→ Consigne 1
Recopiez le passage du texte sur l'Europe et le conflit israélo-palestinien qui va de "Ce regard particulier" jusqu'à "avec la Géorgie." inclus.
→ Consigne 2
Dites si chacune des affirmations suivantes concorde avec le texte sur l'Europe et le conflit israélo-palestinien, en répondant par oui ou non et en citant les mots du texte qui tranchent. (a) Bernard Philippe est aujourd'hui chargé des relations avec la Géorgie. (b) L'essai de Bernard Philippe a paru aux éditions Gallimard. (c) Bernard Philippe a été détaché au Fonds monétaire international.
→ Consigne 3
Rédigez la suite du texte sur l'Europe et le conflit israélo-palestinien à partir de sa dernière phrase, s'il vous plaît.

→ Extrait du texte

Le prix de la paix : Israël-Palestine, un enjeu européen ?
Quelle place pour l’Europe dans le conflit israélo-palestinien ? Pour Bernard Philippe, auteur de Le prix de la paix. Israël/Palestine, un enjeu européen ?, le vieux continent, loin d’être un simple témoin privilégié, est à la fois juge et partie dans cette guerre sans fin, et porte en elle aussi bien la source que la résolution du conflit. Le fonctionnaire européen, spécialiste de la diplomatie proche-orientale, répond ici aux questions de François-Pierre Nizery.
Bernard Philippe porte, dans son essai récemment publié aux éditions Riveneuve, Le prix de la paix. Israël/Palestine, un enjeu européen ?, un regard très particulier sur l'Europe : l'Europe de la mémoire, celle des guerres et des rivalités d'antan, l'Europe réunie, celle d'aujourd'hui, mais surtout une Europe revisitée à travers le prisme de la relation qu'elle entretient avec une région du monde à la fois extérieure à elle-même et ancrée dans son intimité, une région qu'elle observe sans toujours la comprendre alors qu'elle y trouve sa source, l'un des fondements immémoriaux de ses propres valeurs. Cette région, enlisée dans un conflit interminable, c'est celle que se disputent Israël et la Palestine.
Ce regard particulier sur l’Europe, Bernard Philippe le doit à une carrière de fonctionnaire européen longtemps consacrée au Proche-Orient et notamment aux relations israélo-palestiniennes. Il a même joué un rôle actif dans la constitution des institutions palestiniennes, notamment lorsqu’il était détaché à la Banque Mondiale, plus précisément au secrétariat du « Comité ad hoc de liaison » mis en place à la suite des accords d’Oslo. Il est aujourd’hui chargé, au sein de la Direction générale des Relations extérieures de la Commission européenne, des relations avec la Géorgie.
Mais l’attachement à l’Europe de Bernard Philippe, ce n’est pas seulement une carrière, c’est aussi une histoire familiale sur laquelle il s'explique en décrivant notamment la façon dont il a vécu de près la relation France-Allemagne, cette relation qui semble vraiment au cœur de sa démarche.
Cette relation qui est, à la fois dans sa violence initiale et son apaisement, le moteur central de la construction européenne, est marquée par une série de conflits dont le dernier, à l’origine de la deuxième guerre mondiale, est bien plus que le résultat d’une rivalité entre deux nations. Bernard Philippe évoque, à juste titre, dans son ouvrage, pour expliquer les conflits anciens et actuels des deux côtés de la Méditerranée, la théorie de René Girard sur la rivalité mimétique, le mimétisme comme origine des conflits. Mais la théorie de René Girard, c’est aussi le mythe sacrificiel comme « solution » des conflits. Or l’Europe s’est construite au départ sur la base d’un conflit où déjà la question juive, à travers la Shoah, était présente. Bernard Philippe nous détaille, à partir de cette théorie, les raisons qui font du conflit israélo-palestinien non pas une réplique mais une sorte de prolongement d’une affaire interne à l’Europe.

→ Données
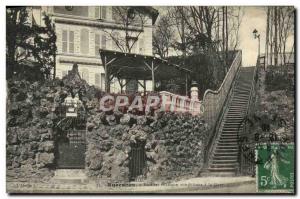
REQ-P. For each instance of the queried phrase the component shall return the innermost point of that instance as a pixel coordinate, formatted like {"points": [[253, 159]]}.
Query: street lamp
{"points": [[257, 36]]}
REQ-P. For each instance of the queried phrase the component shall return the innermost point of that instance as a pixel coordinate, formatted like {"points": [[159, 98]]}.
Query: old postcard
{"points": [[150, 99]]}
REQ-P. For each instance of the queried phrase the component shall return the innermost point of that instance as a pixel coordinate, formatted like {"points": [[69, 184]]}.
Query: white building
{"points": [[82, 30]]}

→ Réponse rédigée 1
Ce regard particulier sur l’Europe, Bernard Philippe le doit à une carrière de fonctionnaire européen longtemps consacrée au Proche-Orient et notamment aux relations israélo-palestiniennes. Il a même joué un rôle actif dans la constitution des institutions palestiniennes, notamment lorsqu’il était détaché à la Banque Mondiale, plus précisément au secrétariat du « Comité ad hoc de liaison » mis en place à la suite des accords d’Oslo. Il est aujourd’hui chargé, au sein de la Direction générale des Relations extérieures de la Commission européenne, des relations avec la Géorgie.

→ Réponse rédigée 2
(a) Oui : « Il est aujourd’hui chargé, au sein de la Direction générale des Relations extérieures de la Commission européenne, des relations avec la Géorgie. »
(b) Non : « récemment publié aux éditions Riveneuve »
(c) Non : « lorsqu’il était détaché à la Banque Mondiale »

→ Réponse rédigée 3
Le rôle de l'Europe
Il développe également l'idée selon laquelle l’Europe est, dans cette affaire, bien plus qu’un témoin qui se prétendrait un modèle de paix entre les peuples. Elle est d’abord un intervenant qui porte une responsabilité historique et se doit de transmettre une expérience qui va à l’encontre de la rivalité mimétique en l’apaisant non pas par l’union sacrée (à l’origine du sacrifice expiatoire) mais par l’inverse, c’est-à-dire la reconnaissance de la diversité, de la pluralité d’identités.
Toutefois, l’Europe a-t-elle conscience que son ambition sur ce plan est inachevée ? La paix, ce n’est pas seulement la reconnaissance de la diversité, la coexistence d’identités différentes, si cela ne débouche que sur la tolérance, ou pire l’indifférence. La vraie paix, nous dit Bernard Philippe, c'est surtout l’au-delà de la paix, le franchissement des frontières, la connaissance réciproque, la curiosité, le désir, le dialogue et on peut légitimement se demander si l’Europe est au bout de son chemin sur ce plan.
L'entretien avec Bernard Philippe se termine par un mot que l’on retrouve à toutes les pages de son livre : le pardon. Le pardon, c’est évidemment la suite logique du dialogue entre deux ennemis ou parfois même son commencement. Mais le pardon est aussi un mot qui a une très forte connotation chrétienne, d'où la question qu'on peut se poser et à laquelle Bernard Philippe répond, celle du sens que, dans l’Europe d’aujourd’hui, très « laïcisée », on peut donner à ce mot : oublier la culpabilité ou la transformer en bien commun ?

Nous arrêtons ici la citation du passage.